SET EXERCISE 1 >> In the Welch t-test excerpt, swap "dataframe" for "data frame" and write out the passage that begins at the words "If you are careful" and ends after the words "do you get?".

SOURCE EXCERPT >>
============================================================

If you are careful you can copy and paste my values rather than typing them in again.

$\blacksquare$

Using the two vectors you just made, make a dataframe with those two vectors as columns, and rearrange it to be a suitable input for t.test. Hint: you might find everything() useful in your rearrangement. When you have everything suitably rearranged, run a two-sample $t$-test (two-sided, Welch). What P-value do you get?

Solution

tibble to make the dataframe, and pivot_longer to rearrange the values (they start out as “wide” and you want to make them longer):

tibble(online, classroom) %>% 
  pivot_longer(everything(), names_to = "location", values_to = "score") -> d
d

This is the right layout now. And now to run the $t$-test on it. Two-sided and Welch are both the defaults, so we don’t need any extra input (I am making it easier for you):

t.test(score ~ location, data = d)


    Welch Two Sample t-test

data:  score by location
t = -1.0498, df = 5.9776, p-value = 0.3344
alternative hypothesis: true difference in means between group classroom and group online is not equal to 0
95 percent confidence interval:
 -9.998992  3.998992
sample estimates:
mean in group classroom    mean in group online 
                     30                      33

The P-value is 0.3344. From these tiny samples, it is not at all impressive, but that’s not the point: it looks like the right sort of P-value from data like this.

============================================================

SET EXERCISE 2 >> Transcribe the entries in the first block below verbatim, starting at the line that contains "Put a dot on each instance of the hillside" and stopping after the line that contains "column 306, row 139", with both of those lines included.

THE DATA >>
============================================================

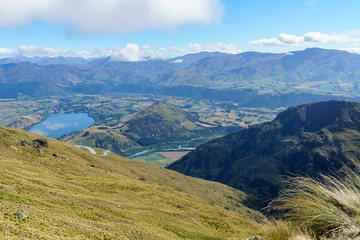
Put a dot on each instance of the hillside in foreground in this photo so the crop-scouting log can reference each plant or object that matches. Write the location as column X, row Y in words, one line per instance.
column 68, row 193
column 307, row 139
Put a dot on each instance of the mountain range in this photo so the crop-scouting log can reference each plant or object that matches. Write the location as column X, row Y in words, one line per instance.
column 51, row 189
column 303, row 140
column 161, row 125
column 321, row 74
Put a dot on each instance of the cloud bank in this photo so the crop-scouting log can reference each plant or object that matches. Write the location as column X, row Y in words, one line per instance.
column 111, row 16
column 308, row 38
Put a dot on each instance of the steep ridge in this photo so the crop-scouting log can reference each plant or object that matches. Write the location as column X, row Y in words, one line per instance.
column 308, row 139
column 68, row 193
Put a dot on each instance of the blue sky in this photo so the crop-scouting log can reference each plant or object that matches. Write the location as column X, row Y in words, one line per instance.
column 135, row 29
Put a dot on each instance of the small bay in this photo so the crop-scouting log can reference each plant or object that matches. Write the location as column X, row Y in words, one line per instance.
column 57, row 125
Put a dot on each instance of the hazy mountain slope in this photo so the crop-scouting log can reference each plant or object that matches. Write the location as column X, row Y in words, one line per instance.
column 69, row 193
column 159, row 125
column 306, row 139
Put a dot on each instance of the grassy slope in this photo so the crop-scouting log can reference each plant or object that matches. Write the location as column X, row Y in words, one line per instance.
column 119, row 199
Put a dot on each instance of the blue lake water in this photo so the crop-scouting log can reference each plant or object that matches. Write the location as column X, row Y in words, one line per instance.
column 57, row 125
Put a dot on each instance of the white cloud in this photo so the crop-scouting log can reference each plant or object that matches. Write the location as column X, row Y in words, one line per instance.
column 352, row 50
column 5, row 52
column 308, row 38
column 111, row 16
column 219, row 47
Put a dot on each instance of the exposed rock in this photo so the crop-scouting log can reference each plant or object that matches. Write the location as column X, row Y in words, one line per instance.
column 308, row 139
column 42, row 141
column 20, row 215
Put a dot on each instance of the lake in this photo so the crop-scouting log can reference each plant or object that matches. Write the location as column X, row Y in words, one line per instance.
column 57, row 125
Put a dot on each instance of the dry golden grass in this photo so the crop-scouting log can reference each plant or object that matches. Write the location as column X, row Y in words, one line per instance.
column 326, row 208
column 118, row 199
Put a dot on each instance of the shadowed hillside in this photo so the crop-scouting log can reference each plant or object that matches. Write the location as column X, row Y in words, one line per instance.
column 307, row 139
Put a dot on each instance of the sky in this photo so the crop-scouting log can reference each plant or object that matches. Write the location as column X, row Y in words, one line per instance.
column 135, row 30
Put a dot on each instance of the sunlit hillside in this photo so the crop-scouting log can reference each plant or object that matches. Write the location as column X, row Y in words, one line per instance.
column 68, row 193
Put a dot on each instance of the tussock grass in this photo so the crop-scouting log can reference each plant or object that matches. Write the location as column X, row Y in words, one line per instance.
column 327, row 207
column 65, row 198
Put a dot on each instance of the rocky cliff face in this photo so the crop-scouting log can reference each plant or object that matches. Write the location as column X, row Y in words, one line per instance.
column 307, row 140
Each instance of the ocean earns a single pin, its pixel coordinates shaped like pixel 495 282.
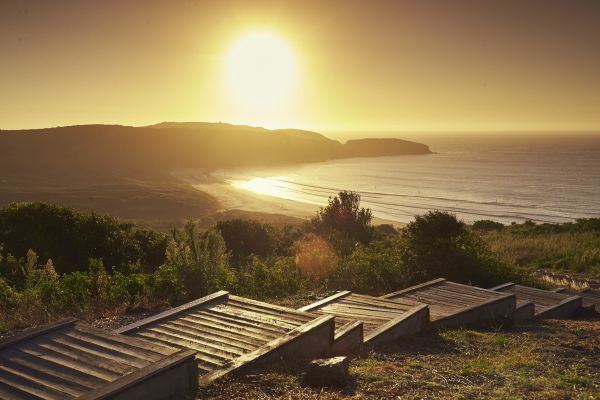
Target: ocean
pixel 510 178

============================================================

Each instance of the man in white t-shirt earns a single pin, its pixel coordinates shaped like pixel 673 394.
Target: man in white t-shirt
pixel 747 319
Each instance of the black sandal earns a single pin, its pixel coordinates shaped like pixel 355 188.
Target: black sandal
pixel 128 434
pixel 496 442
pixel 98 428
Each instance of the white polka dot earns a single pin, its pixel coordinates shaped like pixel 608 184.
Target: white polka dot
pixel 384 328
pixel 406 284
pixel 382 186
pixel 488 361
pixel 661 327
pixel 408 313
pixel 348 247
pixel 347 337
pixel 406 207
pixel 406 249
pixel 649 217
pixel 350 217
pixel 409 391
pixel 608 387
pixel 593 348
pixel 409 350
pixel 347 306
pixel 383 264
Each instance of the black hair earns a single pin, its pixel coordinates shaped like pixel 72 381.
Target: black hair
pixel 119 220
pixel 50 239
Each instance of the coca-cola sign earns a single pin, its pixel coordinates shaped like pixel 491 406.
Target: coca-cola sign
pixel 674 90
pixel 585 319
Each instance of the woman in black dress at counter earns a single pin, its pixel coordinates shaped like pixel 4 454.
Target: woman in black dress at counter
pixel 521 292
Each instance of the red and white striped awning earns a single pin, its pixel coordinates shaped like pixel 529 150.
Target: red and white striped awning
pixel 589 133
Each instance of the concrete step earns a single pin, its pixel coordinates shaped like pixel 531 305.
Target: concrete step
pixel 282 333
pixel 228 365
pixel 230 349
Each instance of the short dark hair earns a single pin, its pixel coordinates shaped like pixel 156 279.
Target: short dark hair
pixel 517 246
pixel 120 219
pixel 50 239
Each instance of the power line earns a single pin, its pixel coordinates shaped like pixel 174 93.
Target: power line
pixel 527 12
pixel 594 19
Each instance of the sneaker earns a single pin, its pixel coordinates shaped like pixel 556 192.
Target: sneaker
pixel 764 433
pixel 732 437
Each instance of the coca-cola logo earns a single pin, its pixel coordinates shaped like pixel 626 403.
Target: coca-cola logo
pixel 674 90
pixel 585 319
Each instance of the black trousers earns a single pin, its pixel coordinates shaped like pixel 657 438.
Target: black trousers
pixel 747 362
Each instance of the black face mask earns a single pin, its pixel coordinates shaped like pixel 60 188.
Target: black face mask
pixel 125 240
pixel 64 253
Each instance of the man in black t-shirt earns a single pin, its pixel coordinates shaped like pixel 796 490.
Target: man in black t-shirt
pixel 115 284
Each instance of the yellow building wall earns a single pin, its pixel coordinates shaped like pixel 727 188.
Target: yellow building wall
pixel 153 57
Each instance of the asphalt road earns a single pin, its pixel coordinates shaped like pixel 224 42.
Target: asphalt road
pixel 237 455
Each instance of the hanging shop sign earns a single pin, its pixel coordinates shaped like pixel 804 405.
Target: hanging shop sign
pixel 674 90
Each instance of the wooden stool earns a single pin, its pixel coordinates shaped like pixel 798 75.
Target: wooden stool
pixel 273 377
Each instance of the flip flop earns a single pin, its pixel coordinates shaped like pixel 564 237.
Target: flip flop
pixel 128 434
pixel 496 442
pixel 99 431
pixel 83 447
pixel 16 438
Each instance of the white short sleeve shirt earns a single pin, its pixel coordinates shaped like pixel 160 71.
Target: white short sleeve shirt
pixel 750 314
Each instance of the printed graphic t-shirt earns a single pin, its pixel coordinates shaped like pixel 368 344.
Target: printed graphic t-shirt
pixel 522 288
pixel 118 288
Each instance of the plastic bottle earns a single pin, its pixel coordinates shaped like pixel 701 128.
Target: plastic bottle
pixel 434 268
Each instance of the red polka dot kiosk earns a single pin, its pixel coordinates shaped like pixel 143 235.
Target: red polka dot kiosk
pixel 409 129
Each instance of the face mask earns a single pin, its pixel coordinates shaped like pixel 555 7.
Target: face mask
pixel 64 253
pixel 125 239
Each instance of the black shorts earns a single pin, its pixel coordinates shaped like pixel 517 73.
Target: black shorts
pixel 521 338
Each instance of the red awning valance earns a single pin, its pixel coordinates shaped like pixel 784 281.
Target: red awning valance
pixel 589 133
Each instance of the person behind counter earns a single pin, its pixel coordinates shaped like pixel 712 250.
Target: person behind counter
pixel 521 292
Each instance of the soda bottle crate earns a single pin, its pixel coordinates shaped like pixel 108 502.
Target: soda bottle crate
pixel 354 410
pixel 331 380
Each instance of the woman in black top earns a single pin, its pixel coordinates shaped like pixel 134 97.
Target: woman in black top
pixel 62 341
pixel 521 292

============================================================

COMPLETE RESPONSE 1 >>
If you are careful you can copy and paste my values rather than typing them in again.

$\blacksquare$

Using the two vectors you just made, make a data frame with those two vectors as columns, and rearrange it to be a suitable input for t.test. Hint: you might find everything() useful in your rearrangement. When you have everything suitably rearranged, run a two-sample $t$-test (two-sided, Welch). What P-value do you get?

COMPLETE RESPONSE 2 >>
Put a dot on each instance of the hillside in foreground in this photo so the crop-scouting log can reference each plant or object that matches. Write the location as column X, row Y in words, one line per instance.
column 68, row 193
column 307, row 139
Put a dot on each instance of the mountain range in this photo so the crop-scouting log can reference each plant or object that matches. Write the location as column X, row Y in words, one line per instance.
column 51, row 189
column 303, row 140
column 161, row 125
column 321, row 74
Put a dot on each instance of the cloud bank in this photo so the crop-scouting log can reference each plant or object that matches. Write the location as column X, row Y in words, one line per instance.
column 111, row 16
column 308, row 38
Put a dot on each instance of the steep ridge in this photo so the crop-scouting log can reference each plant or object that matches. Write the location as column X, row Y in words, one line per instance.
column 308, row 139
column 68, row 193
Put a dot on each instance of the blue sky in this photo so the crop-scouting log can reference each plant or object that matches. Write the location as column X, row Y in words, one line per instance.
column 135, row 29
Put a dot on each instance of the small bay in this photo so the crop-scouting log can reference each plant or object that matches. Write the location as column X, row Y in words, one line per instance.
column 57, row 125
Put a dot on each instance of the hazy mountain slope in this photo so the crop-scouting log can reference each plant or object that matches. Write the location as column X, row Y in words, one line per instance.
column 69, row 193
column 159, row 125
column 306, row 139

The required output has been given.